[EXERCISE BRIEF]: Go through the records, and copy each line in which the string "silhouette" is present.

[EXCERPTED DATA]:
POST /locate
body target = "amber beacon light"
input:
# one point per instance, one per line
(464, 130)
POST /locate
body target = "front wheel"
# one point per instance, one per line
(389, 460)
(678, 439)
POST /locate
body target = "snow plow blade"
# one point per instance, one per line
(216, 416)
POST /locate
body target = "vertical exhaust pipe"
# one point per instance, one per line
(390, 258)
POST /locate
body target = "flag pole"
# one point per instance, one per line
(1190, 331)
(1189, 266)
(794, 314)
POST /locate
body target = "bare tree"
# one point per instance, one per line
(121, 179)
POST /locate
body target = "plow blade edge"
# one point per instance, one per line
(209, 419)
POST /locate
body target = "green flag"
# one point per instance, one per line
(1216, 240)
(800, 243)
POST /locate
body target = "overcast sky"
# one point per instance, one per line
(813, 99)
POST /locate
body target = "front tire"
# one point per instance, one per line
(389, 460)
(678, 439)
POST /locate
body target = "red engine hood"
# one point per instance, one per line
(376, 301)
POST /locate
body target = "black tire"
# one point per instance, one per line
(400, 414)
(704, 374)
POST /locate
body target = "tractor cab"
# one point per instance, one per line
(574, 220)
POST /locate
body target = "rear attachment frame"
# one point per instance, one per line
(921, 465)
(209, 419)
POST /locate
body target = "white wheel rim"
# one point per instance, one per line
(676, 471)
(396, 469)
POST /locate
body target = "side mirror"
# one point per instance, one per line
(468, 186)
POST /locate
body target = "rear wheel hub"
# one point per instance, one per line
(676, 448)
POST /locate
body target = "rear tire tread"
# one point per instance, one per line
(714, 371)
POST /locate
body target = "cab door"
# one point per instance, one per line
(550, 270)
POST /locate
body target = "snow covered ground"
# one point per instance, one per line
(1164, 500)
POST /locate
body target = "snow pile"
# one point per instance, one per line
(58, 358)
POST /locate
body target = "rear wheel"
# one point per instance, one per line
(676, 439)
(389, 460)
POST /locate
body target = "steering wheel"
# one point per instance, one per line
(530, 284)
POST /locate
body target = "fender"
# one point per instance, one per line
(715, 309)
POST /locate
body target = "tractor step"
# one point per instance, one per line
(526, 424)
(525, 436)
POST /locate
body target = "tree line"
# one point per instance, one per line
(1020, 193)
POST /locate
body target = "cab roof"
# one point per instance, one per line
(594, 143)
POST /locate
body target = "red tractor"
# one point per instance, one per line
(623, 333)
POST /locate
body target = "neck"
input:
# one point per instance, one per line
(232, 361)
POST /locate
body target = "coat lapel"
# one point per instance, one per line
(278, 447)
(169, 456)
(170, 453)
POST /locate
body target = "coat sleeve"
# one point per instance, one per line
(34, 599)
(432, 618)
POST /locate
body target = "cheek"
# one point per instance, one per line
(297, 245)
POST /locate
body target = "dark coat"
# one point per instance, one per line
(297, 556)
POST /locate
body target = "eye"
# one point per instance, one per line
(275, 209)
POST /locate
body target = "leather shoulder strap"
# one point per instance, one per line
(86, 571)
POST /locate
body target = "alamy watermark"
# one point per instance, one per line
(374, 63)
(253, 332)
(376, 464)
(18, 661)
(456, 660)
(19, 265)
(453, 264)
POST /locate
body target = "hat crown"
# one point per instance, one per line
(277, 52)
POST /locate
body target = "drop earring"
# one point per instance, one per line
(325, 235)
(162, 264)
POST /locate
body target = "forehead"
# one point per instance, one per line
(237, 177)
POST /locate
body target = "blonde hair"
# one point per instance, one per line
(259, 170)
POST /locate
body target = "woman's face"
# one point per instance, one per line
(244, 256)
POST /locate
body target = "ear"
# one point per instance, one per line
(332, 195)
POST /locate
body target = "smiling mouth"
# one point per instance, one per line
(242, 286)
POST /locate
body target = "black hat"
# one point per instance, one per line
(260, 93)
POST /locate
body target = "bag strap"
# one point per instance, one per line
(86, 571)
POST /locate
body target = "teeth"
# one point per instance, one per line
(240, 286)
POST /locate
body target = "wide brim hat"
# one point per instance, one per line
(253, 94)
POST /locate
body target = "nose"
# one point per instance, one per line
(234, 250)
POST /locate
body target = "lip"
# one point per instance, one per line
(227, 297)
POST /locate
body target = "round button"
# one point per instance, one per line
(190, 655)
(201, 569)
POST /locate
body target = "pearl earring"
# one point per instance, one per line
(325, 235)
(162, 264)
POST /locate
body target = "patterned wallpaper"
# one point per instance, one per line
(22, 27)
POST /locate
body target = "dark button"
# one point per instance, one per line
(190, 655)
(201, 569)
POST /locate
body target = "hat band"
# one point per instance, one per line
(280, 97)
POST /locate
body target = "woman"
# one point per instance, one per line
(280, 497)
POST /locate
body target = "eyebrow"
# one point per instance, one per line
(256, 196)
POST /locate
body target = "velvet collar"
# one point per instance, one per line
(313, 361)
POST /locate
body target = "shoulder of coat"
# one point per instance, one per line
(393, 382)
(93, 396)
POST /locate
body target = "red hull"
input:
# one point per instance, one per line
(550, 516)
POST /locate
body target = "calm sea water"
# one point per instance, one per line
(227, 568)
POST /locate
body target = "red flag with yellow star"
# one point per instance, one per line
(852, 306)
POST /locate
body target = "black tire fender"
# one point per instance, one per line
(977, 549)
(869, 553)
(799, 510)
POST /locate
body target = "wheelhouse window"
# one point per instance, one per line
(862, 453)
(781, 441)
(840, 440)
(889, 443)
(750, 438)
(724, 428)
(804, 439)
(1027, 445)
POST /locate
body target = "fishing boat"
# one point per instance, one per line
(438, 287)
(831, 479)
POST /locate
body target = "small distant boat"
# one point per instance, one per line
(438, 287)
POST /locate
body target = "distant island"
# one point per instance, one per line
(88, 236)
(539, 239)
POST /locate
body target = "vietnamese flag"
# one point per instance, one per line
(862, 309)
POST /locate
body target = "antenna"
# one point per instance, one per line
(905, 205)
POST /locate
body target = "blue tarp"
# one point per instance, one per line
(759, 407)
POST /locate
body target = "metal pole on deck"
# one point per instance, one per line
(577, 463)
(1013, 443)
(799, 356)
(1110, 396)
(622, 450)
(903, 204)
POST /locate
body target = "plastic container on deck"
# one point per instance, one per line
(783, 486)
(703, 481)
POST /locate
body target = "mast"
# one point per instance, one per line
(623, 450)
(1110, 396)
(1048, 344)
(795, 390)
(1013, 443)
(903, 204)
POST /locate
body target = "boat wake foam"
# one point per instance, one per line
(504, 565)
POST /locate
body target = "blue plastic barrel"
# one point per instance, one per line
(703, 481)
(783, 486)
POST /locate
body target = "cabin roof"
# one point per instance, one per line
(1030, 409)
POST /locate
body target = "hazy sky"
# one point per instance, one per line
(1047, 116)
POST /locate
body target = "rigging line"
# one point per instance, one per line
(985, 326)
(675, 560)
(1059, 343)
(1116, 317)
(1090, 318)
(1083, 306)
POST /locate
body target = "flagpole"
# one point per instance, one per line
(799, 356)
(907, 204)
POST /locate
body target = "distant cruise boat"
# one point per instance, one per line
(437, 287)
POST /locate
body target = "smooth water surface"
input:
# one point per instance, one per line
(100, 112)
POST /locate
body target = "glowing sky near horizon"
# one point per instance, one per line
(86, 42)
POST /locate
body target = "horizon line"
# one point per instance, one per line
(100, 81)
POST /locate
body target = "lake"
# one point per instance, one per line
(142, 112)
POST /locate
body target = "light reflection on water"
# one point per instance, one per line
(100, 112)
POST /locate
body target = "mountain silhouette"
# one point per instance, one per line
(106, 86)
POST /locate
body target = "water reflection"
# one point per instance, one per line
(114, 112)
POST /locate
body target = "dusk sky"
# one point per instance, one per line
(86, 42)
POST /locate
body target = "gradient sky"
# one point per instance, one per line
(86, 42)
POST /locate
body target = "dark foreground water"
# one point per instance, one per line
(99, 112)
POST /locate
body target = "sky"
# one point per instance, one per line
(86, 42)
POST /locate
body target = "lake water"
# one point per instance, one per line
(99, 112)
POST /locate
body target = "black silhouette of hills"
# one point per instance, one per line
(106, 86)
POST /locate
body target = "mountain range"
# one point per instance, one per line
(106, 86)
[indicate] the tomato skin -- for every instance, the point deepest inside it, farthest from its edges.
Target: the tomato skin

[EXERCISE RESPONSE]:
body target = "mountain silhouette"
body target = "black silhouette of hills"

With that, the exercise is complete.